**Actions to take**
a: Reproduce the passage about Thunderbird word for word, from "Thunderbird is regarded" to "in different cultures.".
b: Extend the passage about Thunderbird, starting right after its final sentence.

Thunderbird is regarded as the world’s leading institution in the education of global managers. Based in Scottsdale, Arizona and with operations in the United States, Switzerland, the Czech Republic, Russia, Mexico, Central and South America and China, Thunderbird is unique in its commitment to producing global leaders who contribute to sustainable prosperity.

Ranked No. 1 in international business by The Wall Street Journal’s poll of corporate recruiters, U.S. News and World Report, and the Financial Times, Thunderbird’s unique curriculum is based on the principle that to do business on a global scale, executives must know not only the intricacies of business, but also understand the customs of other countries and be able to communicate in different cultures.

The center began operations in 2005, funded by a $60 million gift from businessman and Thunderbird alumnus Samuel Garvin. The goal was to build an entrepreneurship component throughout the curriculum and to establish a world-class center for global entrepreneurship. “The president recognized that a large portion of our alumni were entrepreneurs and that our students wanted a strong entrepreneurship program,” says Hisrich, who also sits on the faculty of the University of Ljubljiana (Slovenia), The Technical University of Vienna and Queensland University of technology in Australia, and has authored numerous books on business and entrepreneurship. “The latest survey of our alumni, done a couple of months ago, shows that 37% of our alumni are entrepreneurs, which is probably higher than any university I know of in the world.”

**Source data**
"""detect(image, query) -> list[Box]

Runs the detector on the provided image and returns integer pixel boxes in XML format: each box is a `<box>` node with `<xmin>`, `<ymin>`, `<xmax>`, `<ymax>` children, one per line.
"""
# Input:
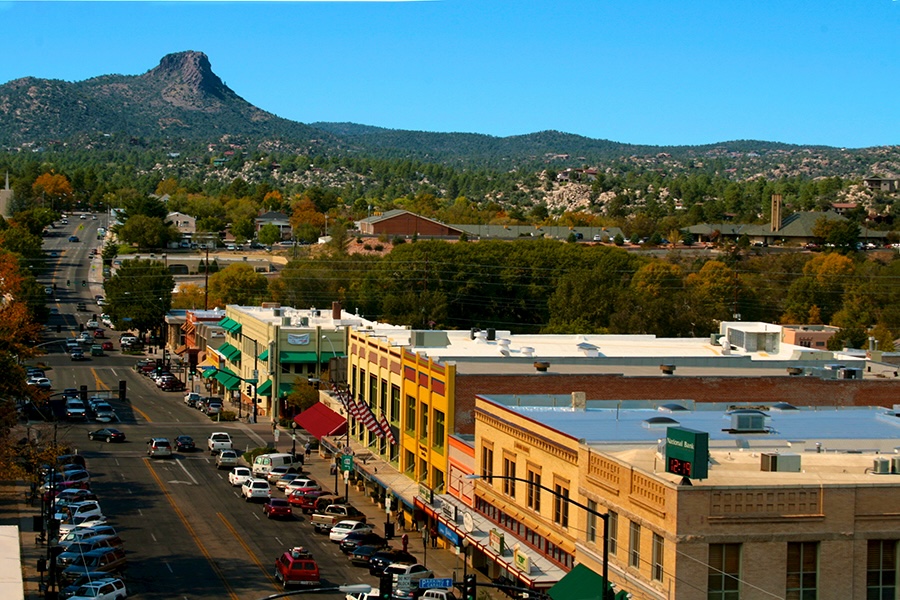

**Answers for the tasks**
a:
Thunderbird is regarded as the world’s leading institution in the education of global managers. Based in Scottsdale, Arizona and with operations in the United States, Switzerland, the Czech Republic, Russia, Mexico, Central and South America and China, Thunderbird is unique in its commitment to producing global leaders who contribute to sustainable prosperity.

Ranked No. 1 in international business by The Wall Street Journal’s poll of corporate recruiters, U.S. News and World Report, and the Financial Times, Thunderbird’s unique curriculum is based on the principle that to do business on a global scale, executives must know not only the intricacies of business, but also understand the customs of other countries and be able to communicate in different cultures.

b:
The program has four areas of focus, organized into centers for excellence — the Global Family Enterprise Center, the Global Center for Innovation and Creativity and Corporate Venturing, the Global Social Enterprise Center and the Global Venture Center.  Each center has a three-pronged thrust of an academic component, a theoretical/research component and a supply and implementation component.

“Every student has to take the Global Enterprise course,” says Hisrich. “Basically this is an introduction to entrepreneurship. They learn all about what an entrepreneur is and what a global enterprise is and how to do these things on an ethically- and socially-conscious basis.”

In addition to Global Enterprise, the entrepreneurship curriculum includes the Global Business Plan course, which covers everything from coming up with the opportunity to developing the business plan to launching the business. Managing the Global Family Business addresses the concerns of family-owned businesses, which constitute 82% of all businesses in the world. Other courses cover financing the business, valuing the business, and growing the business. All of these courses have a global perspective.

The center also sponsors various non-credit courses, including seminars and workshops like the Global Family Enterprise Program held in the early spring. “Family businesses from all over the world, this year including Europe, India, China, Mexico and the United States, come and have this three-day experience,” Hisrich explains.  “They get to know each other and, hopefully, there’s some business done between them. We present seminars and it is led by Ernesto Poza, who has the leading selling book in family-business and is on our staff. We also do the Global Family Business conference in China. We do a two-day version of the four-day program.”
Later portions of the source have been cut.